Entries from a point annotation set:
━━━━━━━━
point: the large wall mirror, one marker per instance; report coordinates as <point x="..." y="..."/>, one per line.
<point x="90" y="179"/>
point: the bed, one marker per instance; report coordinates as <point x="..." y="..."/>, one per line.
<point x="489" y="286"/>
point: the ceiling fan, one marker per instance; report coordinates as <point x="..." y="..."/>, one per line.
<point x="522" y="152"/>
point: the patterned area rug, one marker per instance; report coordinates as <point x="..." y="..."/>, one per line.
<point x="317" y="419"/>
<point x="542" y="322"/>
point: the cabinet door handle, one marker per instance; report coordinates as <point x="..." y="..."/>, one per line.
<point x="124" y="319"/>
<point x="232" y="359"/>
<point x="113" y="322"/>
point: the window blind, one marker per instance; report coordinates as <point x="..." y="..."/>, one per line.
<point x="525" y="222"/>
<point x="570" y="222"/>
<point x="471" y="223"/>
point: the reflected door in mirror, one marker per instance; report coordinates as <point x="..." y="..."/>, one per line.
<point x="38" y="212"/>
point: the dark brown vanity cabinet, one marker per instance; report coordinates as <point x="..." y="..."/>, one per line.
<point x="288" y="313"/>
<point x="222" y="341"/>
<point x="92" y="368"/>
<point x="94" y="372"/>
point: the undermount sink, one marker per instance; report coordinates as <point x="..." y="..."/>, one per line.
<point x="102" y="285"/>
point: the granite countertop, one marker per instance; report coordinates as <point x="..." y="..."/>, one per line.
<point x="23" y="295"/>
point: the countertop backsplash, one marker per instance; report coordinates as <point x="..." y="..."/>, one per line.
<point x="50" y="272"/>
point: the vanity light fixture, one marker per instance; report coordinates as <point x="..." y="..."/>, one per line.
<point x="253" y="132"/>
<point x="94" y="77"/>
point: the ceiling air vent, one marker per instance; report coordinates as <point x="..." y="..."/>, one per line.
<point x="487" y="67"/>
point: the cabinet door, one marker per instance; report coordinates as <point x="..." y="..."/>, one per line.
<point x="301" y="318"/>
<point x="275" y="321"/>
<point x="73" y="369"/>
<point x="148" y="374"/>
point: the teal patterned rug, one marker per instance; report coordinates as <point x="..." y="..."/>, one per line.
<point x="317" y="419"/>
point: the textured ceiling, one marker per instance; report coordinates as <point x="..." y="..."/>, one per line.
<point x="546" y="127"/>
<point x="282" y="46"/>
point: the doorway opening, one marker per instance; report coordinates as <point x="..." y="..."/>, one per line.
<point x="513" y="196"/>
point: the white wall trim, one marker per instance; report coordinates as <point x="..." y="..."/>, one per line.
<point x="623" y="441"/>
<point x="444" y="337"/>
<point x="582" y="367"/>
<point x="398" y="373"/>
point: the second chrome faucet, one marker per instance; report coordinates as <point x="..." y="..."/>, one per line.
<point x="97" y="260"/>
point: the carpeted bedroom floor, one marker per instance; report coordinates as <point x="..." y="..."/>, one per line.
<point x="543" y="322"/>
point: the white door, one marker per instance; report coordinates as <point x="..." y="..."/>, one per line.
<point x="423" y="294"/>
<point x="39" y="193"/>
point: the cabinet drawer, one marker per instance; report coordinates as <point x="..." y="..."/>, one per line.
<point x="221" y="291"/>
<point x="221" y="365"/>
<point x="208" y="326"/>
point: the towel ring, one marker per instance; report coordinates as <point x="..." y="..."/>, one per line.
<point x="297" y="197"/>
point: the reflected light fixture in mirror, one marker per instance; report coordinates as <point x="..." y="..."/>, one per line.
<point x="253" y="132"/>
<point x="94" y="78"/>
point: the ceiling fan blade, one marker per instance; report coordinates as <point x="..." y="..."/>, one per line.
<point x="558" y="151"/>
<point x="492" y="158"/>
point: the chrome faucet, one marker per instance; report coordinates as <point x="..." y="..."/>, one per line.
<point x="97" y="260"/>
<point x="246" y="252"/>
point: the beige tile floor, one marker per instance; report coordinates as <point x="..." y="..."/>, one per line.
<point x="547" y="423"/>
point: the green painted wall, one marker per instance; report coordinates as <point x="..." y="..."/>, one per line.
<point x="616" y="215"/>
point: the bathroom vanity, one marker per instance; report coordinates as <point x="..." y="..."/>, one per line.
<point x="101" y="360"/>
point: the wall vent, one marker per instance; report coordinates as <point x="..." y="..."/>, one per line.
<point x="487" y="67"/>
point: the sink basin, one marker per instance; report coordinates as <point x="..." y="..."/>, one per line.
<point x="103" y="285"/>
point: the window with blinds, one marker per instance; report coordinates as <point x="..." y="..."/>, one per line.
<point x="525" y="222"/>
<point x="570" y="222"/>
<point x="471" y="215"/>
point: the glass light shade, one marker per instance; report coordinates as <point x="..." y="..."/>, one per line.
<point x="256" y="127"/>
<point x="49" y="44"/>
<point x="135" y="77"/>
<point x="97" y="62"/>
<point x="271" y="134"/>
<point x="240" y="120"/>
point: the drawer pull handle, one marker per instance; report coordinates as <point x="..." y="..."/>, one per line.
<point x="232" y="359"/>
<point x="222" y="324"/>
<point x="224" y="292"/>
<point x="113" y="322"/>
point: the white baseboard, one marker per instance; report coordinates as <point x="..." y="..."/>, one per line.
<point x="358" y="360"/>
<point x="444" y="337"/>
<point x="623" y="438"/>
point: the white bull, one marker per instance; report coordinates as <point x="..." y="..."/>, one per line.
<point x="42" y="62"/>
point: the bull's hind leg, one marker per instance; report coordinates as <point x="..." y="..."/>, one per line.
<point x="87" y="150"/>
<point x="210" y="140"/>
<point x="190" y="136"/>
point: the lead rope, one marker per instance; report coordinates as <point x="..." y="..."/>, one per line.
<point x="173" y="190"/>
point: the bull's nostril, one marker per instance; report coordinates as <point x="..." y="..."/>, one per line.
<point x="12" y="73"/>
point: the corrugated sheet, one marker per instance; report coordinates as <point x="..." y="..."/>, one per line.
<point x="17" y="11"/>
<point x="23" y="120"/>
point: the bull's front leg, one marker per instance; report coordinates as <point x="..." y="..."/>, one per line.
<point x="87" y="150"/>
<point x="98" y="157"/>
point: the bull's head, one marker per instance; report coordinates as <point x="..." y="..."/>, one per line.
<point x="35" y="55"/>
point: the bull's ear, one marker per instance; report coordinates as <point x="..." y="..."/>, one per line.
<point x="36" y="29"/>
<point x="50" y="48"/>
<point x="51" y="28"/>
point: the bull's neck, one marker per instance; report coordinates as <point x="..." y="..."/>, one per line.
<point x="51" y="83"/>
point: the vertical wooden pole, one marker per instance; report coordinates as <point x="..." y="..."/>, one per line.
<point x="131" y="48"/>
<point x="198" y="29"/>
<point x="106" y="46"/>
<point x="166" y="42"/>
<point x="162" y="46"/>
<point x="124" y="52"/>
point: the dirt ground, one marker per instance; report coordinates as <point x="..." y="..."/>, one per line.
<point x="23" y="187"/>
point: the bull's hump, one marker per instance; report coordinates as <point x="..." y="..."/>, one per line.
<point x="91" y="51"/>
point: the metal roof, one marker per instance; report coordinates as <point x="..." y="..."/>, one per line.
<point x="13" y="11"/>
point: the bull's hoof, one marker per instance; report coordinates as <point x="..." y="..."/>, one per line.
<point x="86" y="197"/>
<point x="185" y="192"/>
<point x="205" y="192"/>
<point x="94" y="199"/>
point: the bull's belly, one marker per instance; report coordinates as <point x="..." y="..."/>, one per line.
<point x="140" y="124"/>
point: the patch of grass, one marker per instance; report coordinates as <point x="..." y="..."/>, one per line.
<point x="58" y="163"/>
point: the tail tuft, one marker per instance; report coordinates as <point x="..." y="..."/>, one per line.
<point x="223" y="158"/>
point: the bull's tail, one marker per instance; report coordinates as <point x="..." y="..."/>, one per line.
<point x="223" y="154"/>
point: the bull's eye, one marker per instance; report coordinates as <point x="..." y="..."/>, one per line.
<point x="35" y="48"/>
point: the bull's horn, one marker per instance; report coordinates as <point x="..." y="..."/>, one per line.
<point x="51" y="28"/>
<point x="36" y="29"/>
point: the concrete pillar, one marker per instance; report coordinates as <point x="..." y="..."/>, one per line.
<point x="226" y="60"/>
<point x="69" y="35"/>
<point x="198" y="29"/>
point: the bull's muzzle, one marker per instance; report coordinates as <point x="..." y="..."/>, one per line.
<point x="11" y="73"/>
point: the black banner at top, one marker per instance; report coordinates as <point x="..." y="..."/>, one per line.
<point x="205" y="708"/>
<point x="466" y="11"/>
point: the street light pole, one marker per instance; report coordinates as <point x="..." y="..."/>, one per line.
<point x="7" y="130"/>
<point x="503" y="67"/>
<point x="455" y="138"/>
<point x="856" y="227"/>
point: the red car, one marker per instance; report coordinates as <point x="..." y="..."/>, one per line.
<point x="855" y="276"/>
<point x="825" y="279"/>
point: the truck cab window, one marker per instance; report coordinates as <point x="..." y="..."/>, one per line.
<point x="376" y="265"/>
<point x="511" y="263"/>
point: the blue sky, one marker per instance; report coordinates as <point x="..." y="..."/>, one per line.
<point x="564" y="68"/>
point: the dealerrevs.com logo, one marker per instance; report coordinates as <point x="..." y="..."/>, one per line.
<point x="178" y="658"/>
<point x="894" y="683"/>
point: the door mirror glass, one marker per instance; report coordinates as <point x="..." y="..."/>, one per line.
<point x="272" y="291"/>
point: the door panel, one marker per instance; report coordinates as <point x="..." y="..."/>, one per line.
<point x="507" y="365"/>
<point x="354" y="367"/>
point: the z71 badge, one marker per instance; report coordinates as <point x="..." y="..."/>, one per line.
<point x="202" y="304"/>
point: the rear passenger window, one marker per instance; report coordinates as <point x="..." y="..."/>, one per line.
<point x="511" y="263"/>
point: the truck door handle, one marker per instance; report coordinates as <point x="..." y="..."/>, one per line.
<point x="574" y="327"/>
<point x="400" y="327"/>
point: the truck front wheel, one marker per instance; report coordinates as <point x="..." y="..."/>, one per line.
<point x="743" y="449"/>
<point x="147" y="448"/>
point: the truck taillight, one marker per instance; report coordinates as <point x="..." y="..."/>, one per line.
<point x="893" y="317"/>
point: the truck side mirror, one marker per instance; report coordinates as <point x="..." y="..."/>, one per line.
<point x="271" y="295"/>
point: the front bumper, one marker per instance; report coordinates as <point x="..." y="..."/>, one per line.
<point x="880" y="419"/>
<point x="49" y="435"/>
━━━━━━━━
Can you return, word for word, every line from the one holding "point: the front" through the end of the entries, with both ends included?

point: the front bumper, one marker per instance; report coordinates as <point x="..." y="..."/>, one per line.
<point x="880" y="419"/>
<point x="49" y="435"/>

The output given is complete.